» **Work item**
In the data below, count how many lines contain "target" and give that number by itself.

» **Given information**
****
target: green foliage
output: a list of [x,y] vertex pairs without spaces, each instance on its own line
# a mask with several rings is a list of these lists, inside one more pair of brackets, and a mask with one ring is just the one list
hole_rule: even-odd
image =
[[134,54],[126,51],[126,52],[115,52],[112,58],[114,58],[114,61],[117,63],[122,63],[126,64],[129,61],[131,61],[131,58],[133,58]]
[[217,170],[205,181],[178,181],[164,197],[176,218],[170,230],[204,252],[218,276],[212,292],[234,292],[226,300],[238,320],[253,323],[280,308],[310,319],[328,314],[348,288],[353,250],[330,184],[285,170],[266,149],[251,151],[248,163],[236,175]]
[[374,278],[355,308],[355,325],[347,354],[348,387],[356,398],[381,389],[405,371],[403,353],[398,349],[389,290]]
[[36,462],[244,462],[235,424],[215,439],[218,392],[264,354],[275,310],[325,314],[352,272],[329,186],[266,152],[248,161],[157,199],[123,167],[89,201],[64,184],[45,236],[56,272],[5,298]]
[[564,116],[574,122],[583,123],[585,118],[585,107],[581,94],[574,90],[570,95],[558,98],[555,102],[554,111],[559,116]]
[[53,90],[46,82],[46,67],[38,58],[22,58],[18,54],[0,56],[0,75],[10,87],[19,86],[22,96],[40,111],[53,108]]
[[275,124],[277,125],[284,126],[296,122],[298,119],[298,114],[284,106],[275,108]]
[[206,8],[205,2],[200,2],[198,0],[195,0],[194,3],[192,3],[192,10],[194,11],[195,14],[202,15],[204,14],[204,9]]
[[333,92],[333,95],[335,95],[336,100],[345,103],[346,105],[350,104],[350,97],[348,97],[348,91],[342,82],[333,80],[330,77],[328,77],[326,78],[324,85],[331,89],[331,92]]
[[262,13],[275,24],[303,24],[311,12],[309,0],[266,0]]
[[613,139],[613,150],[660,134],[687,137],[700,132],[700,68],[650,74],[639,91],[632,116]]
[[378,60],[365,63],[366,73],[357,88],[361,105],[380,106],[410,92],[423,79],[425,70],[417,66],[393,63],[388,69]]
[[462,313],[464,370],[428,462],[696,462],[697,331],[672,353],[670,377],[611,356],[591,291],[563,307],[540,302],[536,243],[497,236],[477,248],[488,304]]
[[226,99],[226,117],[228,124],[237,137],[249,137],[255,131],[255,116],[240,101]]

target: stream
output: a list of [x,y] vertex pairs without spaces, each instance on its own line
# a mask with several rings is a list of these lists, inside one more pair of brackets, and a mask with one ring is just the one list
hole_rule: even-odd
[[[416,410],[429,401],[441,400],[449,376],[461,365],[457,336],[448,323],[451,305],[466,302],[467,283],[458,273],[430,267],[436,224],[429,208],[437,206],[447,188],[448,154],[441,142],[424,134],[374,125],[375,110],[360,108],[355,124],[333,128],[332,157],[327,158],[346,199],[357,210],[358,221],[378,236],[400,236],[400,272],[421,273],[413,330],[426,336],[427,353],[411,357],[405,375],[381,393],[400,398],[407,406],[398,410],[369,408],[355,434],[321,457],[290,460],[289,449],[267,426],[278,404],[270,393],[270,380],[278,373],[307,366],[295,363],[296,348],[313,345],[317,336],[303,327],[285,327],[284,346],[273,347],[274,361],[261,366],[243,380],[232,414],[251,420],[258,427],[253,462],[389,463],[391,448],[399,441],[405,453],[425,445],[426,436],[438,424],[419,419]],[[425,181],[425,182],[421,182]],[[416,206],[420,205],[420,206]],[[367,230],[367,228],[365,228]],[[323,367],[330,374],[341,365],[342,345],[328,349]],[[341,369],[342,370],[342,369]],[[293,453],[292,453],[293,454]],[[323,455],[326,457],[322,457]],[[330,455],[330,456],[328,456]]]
****
» **Solved problem**
2